**What you have to do**.
Pick out and copy every line in the entries below that contains the word "pecan".

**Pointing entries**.
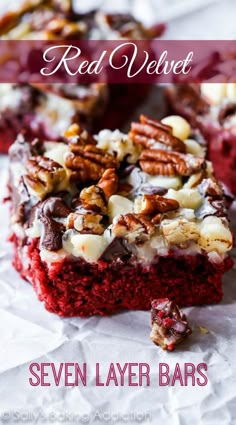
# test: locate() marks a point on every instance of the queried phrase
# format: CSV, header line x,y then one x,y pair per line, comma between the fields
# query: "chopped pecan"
x,y
211,187
48,211
158,161
86,223
134,227
124,189
93,198
78,135
148,130
153,204
44,175
195,179
108,182
88,163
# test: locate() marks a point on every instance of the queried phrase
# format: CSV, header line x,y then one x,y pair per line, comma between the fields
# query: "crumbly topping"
x,y
85,192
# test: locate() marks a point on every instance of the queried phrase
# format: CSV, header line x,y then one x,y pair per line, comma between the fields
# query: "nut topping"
x,y
153,204
148,130
88,163
134,227
44,175
78,135
85,223
211,187
108,182
93,198
53,230
157,161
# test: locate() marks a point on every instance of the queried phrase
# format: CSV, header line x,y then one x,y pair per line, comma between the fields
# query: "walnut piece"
x,y
44,175
160,162
133,227
85,223
148,130
88,163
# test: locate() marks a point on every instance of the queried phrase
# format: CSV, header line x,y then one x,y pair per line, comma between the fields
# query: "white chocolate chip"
x,y
120,143
166,181
179,232
214,92
187,198
89,247
214,235
180,127
118,205
194,148
57,153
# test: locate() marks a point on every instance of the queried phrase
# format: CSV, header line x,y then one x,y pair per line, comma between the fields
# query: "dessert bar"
x,y
112,221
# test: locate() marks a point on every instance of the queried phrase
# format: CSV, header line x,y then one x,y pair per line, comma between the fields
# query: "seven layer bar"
x,y
112,221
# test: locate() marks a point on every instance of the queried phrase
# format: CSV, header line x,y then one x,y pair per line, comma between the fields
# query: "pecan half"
x,y
44,175
88,163
153,204
211,187
78,135
133,227
85,223
148,130
158,161
108,182
48,211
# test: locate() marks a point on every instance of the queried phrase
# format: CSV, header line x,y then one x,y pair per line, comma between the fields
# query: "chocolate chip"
x,y
48,211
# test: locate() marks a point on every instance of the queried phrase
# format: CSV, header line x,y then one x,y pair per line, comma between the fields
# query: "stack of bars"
x,y
112,221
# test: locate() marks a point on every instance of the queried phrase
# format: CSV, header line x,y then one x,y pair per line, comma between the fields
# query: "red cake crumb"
x,y
76,288
169,324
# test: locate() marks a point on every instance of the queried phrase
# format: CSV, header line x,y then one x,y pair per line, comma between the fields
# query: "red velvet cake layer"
x,y
76,288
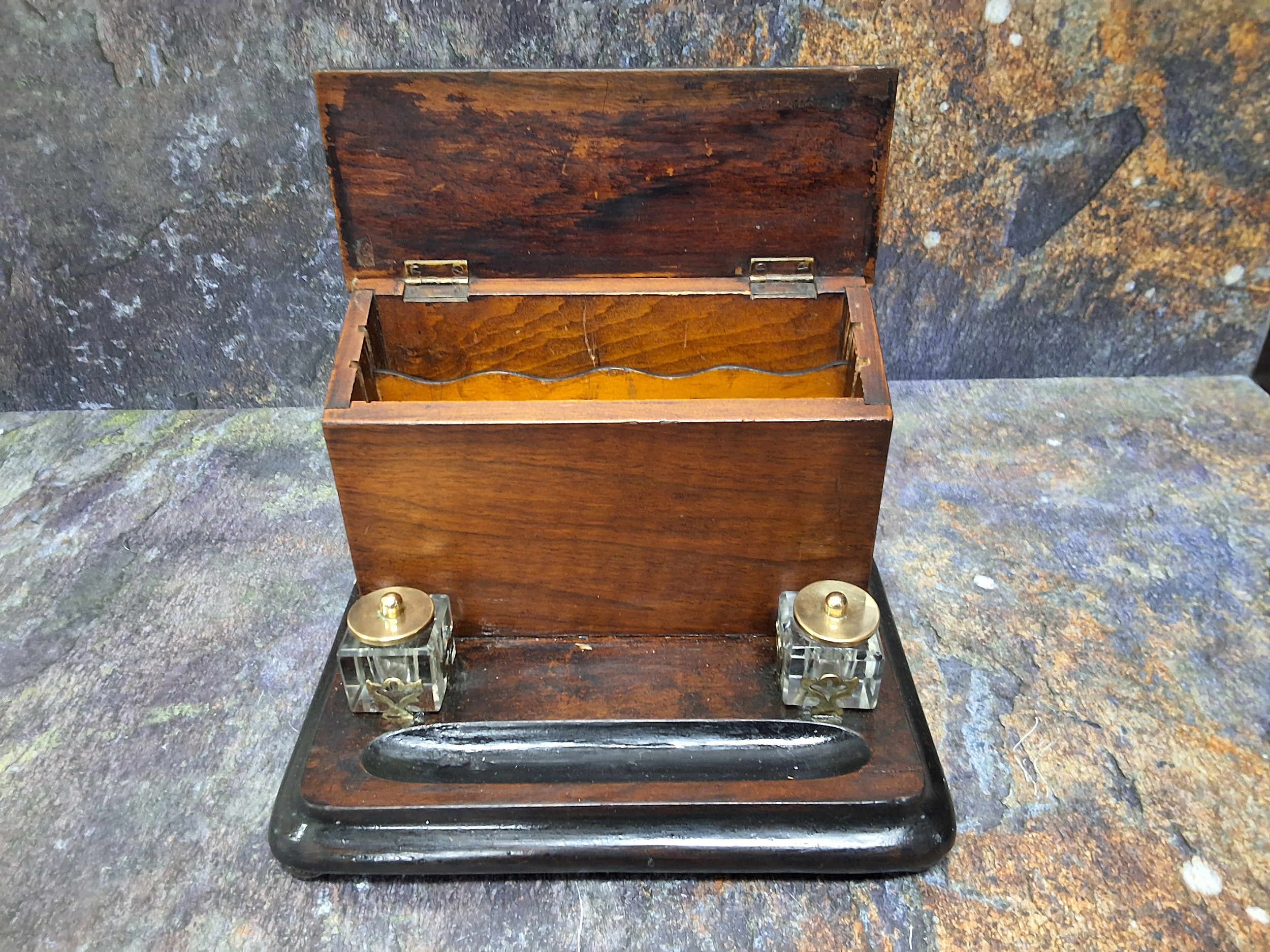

**Task solution**.
# query: "chopped pecan"
# query: "pecan half"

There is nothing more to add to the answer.